Building Tika from sources is also easy, although you should check “Getting Started” on the Tika website for any changes since this was written. Download the source release (for example, apache-tika-0.6-src.tar.gz for version 0.6) and extract it. Tika uses Apache’s Maven 2 build system and requires Java 5 or higher, so you’ll need to first install those dependencies. Then run mvn install from within the Tika source directory you unpacked. That command will download a bunch of dependencies into your Maven area, compile Tika’s sources, run tests, and produce the resulting JARs. If all goes well, you’ll see BUILD SUCCESSFUL printed at the end. If you encounter OutOfMemoryError, you can increase the heap size of the JVMs that maven spawns by setting the environment variable MAVEN_OPTS (for example, type export MAVEN_OPTS="-Xmx2g" for the bash shell).
Tika has a modular design, consisting of these components:
- tika-core contains the key interfaces and core functionality.
- tika-parsers contains all the adapters to external parser libraries.
- tika-app bundles everything together in a single executable JAR.
The sources for each of these components live in subdirectories by the same name. Once your build completes, you’ll find a target subdirectory (under each of the component directories) containing the built JAR, such as tika-app-0.6.jar.
It’s most convenient to use the tika-app-0.6.jar, because it has all dependencies, including the classes for all external parsers that Tika uses, contained within it. If for some reason that’s not possible or you’d like to pick which external JARs your application requires, you can use Maven to gather all dependency JARs into the target/dependency directory under each component directory.
Note
You can gather all required dependency JARs by running mvn dependency:copy-dependencies. This command will copy the required JARs out of your Maven area and into the target/dependency directory under each component directory. This command is useful if you intend to use Tika outside of Maven 2.
Now that we’ve built Tika, it’s time to finally extract some text. We’ll start with Tika’s built-in text extraction tool.

★ ★ ★ ★

**Exercise A:**
Name every component of Tika's modular design listed in the passage on building Tika.
**Exercise B:**
Please copy the passage on building Tika word for word, starting with "- tika-parsers contains" and going on through "such as tika-app-0.6.jar.".
Answer from the passage on building Tika alone.

★ ★ ★ ★

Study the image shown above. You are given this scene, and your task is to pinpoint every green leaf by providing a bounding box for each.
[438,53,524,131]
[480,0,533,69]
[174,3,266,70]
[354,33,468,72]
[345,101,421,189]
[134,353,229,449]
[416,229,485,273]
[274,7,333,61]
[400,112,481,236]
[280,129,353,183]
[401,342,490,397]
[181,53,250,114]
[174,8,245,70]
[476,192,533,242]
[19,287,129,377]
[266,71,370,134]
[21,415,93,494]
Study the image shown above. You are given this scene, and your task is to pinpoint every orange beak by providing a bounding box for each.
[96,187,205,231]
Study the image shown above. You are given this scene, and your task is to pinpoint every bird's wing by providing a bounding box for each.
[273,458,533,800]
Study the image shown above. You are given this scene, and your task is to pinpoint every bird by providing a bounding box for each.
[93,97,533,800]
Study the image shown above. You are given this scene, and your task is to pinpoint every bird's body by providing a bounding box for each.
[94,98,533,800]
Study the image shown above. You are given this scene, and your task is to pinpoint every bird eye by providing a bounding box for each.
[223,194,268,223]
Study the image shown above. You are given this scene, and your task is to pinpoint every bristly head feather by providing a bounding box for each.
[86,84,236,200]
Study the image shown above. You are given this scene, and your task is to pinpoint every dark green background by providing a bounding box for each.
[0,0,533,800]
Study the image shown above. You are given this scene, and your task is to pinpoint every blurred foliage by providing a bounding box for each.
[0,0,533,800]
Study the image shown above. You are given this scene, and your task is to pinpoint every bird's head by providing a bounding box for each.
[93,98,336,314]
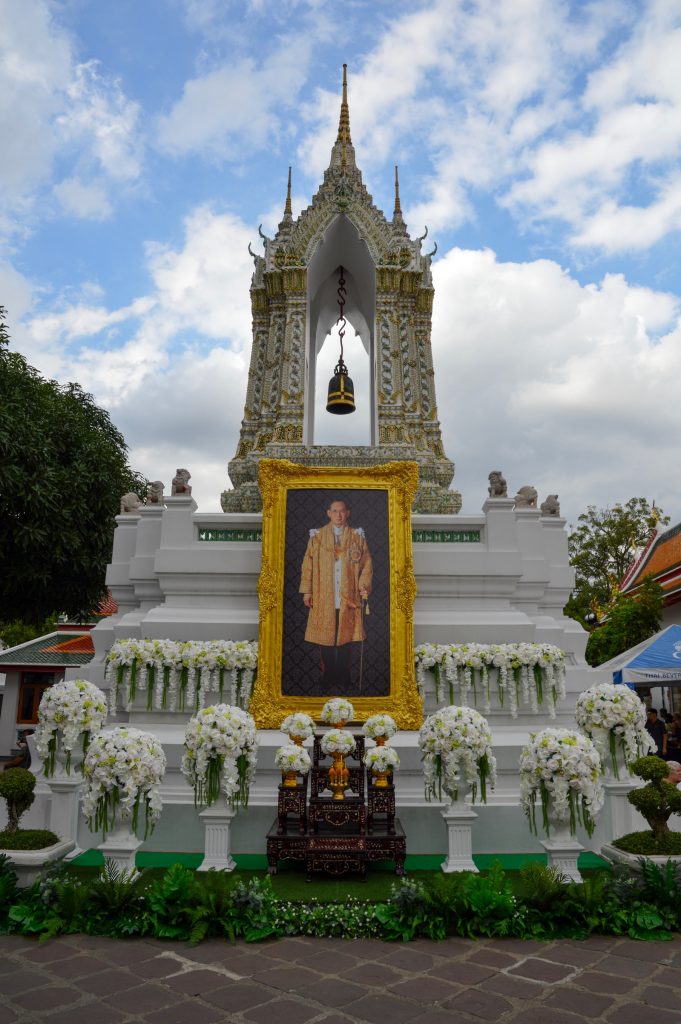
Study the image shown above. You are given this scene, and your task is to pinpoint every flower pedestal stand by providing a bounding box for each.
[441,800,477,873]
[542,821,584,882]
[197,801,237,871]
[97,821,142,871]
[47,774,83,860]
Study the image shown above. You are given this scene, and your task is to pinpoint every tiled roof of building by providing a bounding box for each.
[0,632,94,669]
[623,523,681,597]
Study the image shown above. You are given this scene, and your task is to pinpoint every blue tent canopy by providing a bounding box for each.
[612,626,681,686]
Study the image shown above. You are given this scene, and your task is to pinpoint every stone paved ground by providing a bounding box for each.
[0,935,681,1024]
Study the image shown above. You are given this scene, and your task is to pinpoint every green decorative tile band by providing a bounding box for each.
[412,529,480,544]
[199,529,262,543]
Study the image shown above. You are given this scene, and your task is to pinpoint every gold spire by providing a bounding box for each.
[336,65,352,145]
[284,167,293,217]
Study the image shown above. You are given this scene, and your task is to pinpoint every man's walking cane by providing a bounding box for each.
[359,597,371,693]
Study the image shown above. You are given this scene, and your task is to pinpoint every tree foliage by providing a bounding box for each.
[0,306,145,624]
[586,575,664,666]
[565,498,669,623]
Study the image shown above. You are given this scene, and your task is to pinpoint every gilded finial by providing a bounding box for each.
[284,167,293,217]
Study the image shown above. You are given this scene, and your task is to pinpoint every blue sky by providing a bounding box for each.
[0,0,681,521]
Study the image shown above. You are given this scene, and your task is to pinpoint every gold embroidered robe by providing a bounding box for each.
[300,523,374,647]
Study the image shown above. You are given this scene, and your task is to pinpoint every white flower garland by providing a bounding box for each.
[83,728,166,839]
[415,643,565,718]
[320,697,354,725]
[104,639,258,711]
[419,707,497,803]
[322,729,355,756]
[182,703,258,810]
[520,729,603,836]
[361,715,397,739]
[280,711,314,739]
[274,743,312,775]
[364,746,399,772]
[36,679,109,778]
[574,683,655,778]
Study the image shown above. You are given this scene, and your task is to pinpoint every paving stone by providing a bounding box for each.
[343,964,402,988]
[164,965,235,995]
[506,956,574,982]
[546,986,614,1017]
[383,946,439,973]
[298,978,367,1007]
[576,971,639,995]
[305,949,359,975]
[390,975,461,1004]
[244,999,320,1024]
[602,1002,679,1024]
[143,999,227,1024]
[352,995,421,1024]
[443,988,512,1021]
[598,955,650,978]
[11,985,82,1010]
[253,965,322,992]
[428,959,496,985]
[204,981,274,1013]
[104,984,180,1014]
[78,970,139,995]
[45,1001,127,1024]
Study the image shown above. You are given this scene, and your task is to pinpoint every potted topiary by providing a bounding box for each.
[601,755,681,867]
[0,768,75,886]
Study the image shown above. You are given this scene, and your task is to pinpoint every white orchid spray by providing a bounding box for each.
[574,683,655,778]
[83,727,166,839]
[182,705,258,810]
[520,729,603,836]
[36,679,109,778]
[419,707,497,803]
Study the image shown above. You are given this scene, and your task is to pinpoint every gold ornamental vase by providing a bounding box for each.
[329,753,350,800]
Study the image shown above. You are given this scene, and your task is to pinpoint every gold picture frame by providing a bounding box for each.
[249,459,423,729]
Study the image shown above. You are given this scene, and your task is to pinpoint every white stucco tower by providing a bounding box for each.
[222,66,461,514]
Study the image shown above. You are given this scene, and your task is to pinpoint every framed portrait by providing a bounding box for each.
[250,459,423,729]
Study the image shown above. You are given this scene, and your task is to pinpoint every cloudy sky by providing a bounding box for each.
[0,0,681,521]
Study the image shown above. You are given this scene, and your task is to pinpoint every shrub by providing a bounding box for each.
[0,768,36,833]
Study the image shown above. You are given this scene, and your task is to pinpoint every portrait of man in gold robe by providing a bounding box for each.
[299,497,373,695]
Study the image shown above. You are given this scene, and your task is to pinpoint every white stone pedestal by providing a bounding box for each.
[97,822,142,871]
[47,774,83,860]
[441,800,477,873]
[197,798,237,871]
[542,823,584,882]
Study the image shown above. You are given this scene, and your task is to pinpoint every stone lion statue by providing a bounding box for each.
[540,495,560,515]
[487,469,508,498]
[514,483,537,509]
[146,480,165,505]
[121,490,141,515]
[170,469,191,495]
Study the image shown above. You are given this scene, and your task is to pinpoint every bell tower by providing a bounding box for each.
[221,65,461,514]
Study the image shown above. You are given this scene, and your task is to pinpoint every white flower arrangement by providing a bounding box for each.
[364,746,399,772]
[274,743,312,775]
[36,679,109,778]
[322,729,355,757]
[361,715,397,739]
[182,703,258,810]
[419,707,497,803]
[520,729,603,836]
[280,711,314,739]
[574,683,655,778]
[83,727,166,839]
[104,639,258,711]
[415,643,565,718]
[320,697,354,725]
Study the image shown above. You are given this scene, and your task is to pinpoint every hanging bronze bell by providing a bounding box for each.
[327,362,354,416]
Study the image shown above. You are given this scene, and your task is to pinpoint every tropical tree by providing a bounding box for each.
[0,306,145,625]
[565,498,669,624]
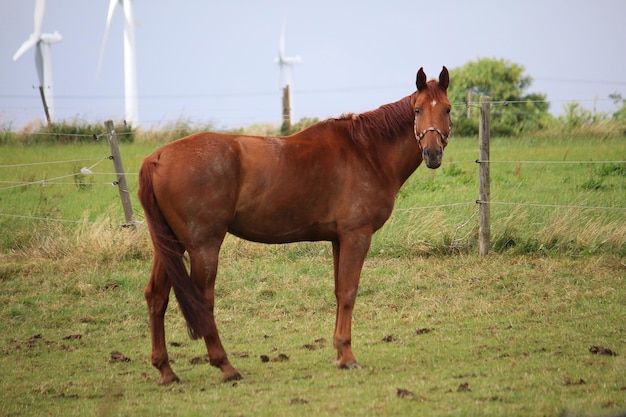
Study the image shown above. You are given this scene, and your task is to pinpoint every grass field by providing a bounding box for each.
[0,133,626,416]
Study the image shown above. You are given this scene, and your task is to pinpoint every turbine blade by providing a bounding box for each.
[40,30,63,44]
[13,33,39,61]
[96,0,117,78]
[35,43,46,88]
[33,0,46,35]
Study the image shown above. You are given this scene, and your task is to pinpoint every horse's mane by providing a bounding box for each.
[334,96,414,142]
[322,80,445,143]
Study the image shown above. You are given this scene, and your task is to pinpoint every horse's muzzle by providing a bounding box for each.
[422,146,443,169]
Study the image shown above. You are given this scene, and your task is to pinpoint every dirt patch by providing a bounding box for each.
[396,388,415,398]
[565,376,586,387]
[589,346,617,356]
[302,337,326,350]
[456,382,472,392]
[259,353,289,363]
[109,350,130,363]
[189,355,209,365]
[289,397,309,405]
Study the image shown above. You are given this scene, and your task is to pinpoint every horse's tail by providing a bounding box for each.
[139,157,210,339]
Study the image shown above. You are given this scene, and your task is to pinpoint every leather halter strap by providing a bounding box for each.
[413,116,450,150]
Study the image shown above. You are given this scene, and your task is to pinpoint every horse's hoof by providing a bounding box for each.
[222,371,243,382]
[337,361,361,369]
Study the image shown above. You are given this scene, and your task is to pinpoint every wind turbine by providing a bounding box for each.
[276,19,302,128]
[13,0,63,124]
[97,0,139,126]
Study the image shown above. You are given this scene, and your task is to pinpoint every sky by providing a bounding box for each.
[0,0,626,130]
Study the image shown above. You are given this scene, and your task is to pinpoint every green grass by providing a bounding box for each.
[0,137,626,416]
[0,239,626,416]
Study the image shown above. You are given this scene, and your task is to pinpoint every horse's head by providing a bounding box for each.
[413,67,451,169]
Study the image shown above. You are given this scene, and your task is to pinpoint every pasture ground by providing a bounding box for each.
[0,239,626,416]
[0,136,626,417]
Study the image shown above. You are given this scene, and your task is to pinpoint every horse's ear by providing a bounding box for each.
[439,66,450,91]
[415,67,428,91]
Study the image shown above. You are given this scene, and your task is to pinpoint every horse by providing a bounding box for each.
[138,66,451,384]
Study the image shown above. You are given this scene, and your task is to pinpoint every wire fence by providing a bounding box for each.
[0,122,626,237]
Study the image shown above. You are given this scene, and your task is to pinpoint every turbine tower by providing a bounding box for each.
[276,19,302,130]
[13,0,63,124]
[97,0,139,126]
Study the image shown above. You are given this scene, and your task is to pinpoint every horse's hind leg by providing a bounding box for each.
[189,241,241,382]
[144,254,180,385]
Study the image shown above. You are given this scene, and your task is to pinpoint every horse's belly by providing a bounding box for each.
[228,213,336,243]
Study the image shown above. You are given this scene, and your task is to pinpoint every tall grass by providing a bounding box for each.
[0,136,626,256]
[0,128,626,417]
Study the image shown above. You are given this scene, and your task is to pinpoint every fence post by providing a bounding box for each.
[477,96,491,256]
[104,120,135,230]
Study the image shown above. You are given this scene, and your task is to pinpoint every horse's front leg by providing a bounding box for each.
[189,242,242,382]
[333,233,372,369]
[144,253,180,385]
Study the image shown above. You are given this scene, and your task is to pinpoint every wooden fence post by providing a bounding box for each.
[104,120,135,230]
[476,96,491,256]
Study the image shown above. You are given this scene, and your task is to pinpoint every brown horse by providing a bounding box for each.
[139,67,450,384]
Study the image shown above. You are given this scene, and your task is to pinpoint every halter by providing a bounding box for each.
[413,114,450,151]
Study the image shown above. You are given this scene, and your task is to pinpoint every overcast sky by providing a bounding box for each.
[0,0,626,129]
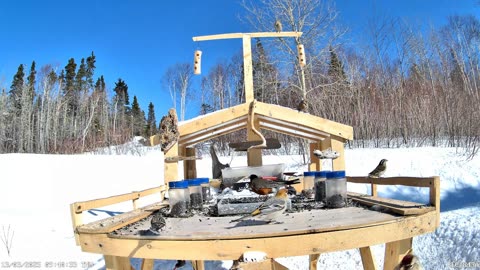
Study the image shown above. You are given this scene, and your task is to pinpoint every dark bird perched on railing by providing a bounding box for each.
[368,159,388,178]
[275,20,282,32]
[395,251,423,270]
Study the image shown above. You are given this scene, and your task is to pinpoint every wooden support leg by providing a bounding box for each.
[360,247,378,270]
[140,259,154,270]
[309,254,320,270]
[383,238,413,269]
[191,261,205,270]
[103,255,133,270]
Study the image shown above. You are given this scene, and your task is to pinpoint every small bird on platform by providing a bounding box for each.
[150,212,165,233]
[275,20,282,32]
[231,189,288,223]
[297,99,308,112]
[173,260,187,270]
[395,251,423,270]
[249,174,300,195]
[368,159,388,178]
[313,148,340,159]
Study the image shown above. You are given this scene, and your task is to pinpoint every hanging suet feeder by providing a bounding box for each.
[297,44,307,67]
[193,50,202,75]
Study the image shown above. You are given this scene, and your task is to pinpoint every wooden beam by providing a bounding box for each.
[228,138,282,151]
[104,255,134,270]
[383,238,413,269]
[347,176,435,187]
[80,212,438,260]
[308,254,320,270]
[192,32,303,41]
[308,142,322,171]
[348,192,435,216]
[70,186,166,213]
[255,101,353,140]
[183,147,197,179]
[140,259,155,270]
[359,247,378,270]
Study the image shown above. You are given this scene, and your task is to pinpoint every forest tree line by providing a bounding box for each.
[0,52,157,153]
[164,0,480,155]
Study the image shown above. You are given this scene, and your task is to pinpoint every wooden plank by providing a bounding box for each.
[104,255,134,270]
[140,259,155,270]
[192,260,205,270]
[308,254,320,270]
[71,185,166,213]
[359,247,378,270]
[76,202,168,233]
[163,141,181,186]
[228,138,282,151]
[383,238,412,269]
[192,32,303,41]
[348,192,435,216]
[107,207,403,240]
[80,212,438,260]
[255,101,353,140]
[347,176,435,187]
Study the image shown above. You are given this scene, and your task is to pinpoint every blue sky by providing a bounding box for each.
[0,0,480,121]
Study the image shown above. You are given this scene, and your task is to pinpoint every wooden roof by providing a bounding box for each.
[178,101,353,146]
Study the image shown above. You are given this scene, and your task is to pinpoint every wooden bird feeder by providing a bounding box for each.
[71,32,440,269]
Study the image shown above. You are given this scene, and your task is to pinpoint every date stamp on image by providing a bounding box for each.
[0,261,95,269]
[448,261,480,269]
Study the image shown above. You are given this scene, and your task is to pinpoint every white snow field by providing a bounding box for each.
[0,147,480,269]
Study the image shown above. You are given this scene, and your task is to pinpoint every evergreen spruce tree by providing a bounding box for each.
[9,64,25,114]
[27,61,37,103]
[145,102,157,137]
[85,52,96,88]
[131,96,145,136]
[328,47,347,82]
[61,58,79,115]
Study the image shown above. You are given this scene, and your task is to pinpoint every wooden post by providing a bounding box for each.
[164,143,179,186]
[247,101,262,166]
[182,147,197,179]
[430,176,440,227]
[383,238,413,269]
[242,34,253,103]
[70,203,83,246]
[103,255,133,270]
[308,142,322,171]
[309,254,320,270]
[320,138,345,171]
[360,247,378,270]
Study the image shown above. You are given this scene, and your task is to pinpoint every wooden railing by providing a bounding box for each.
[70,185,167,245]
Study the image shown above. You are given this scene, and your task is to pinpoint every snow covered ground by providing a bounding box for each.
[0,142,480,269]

★ ★ ★ ★

**Complete output A:**
tika-core, tika-parsers, tika-app

**Complete output B:**
- tika-parsers contains all the adapters to external parser libraries.
- tika-app bundles everything together in a single executable JAR.
The sources for each of these components live in subdirectories by the same name. Once your build completes, you’ll find a target subdirectory (under each of the component directories) containing the built JAR, such as tika-app-0.6.jar.